## Exercise directions
Copy out the records below verbatim, starting at the line with "shutter in this photo." and ending with the line with "Target: rooftop antenna", both lines included.

## Materials provided
* * * *
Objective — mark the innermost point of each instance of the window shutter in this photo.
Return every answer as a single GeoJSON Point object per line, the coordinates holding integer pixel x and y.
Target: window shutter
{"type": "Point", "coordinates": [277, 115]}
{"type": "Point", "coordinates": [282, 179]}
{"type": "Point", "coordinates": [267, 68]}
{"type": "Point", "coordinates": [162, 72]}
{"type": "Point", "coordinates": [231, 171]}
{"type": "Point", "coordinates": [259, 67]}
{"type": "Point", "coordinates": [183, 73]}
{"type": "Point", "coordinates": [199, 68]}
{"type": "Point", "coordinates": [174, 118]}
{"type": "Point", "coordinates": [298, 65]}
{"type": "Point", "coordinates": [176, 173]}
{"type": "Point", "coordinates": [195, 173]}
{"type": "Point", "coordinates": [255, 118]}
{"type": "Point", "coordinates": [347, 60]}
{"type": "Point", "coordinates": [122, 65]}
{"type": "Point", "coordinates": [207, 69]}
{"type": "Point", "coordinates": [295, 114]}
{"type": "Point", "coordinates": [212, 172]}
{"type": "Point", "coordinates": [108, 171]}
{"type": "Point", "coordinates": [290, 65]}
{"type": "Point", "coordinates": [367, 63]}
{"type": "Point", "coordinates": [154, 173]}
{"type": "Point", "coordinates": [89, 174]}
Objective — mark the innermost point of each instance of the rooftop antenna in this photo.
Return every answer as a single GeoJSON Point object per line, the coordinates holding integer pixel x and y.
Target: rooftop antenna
* * * *
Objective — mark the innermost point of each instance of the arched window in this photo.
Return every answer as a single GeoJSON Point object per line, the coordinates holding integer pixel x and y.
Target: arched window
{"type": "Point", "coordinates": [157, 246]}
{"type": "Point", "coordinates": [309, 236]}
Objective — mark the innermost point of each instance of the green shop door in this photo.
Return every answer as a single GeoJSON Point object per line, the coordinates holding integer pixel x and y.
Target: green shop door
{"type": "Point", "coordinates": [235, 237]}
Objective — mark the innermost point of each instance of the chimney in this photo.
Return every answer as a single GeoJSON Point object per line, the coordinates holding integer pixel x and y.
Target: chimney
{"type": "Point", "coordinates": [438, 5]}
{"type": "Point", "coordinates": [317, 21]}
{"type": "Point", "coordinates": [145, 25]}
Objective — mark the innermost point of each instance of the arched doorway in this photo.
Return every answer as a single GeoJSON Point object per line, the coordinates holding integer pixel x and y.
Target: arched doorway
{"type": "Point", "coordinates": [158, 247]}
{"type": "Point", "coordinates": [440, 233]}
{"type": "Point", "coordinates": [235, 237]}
* * * *
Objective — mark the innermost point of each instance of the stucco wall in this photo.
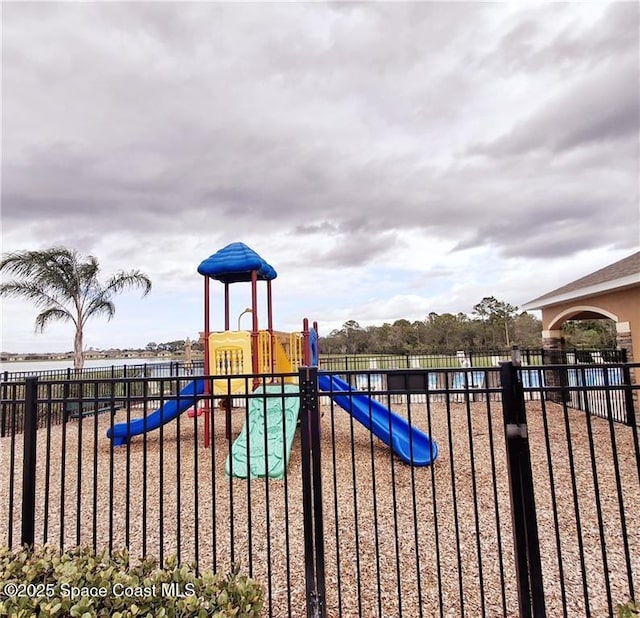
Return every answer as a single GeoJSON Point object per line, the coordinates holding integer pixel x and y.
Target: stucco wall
* * * *
## Response
Objective — mark the innermost point of each instance of the window shutter in this photo.
Return every answer as a single GeoJSON Point object per line, the coordinates holding integer pixel x and y.
Target: window shutter
{"type": "Point", "coordinates": [277, 115]}
{"type": "Point", "coordinates": [282, 179]}
{"type": "Point", "coordinates": [267, 68]}
{"type": "Point", "coordinates": [162, 72]}
{"type": "Point", "coordinates": [231, 171]}
{"type": "Point", "coordinates": [259, 67]}
{"type": "Point", "coordinates": [183, 73]}
{"type": "Point", "coordinates": [199, 68]}
{"type": "Point", "coordinates": [174, 118]}
{"type": "Point", "coordinates": [298, 65]}
{"type": "Point", "coordinates": [176, 173]}
{"type": "Point", "coordinates": [195, 173]}
{"type": "Point", "coordinates": [255, 118]}
{"type": "Point", "coordinates": [347, 60]}
{"type": "Point", "coordinates": [122, 65]}
{"type": "Point", "coordinates": [207, 69]}
{"type": "Point", "coordinates": [295, 114]}
{"type": "Point", "coordinates": [212, 172]}
{"type": "Point", "coordinates": [108, 171]}
{"type": "Point", "coordinates": [290, 65]}
{"type": "Point", "coordinates": [367, 63]}
{"type": "Point", "coordinates": [154, 173]}
{"type": "Point", "coordinates": [89, 174]}
Objective — mark the innermost point of each instance of the rooftop antenna in this photo.
Return every answer as a single GeoJSON Point object per line, the coordinates holding integer pixel x and y.
Target: rooftop antenna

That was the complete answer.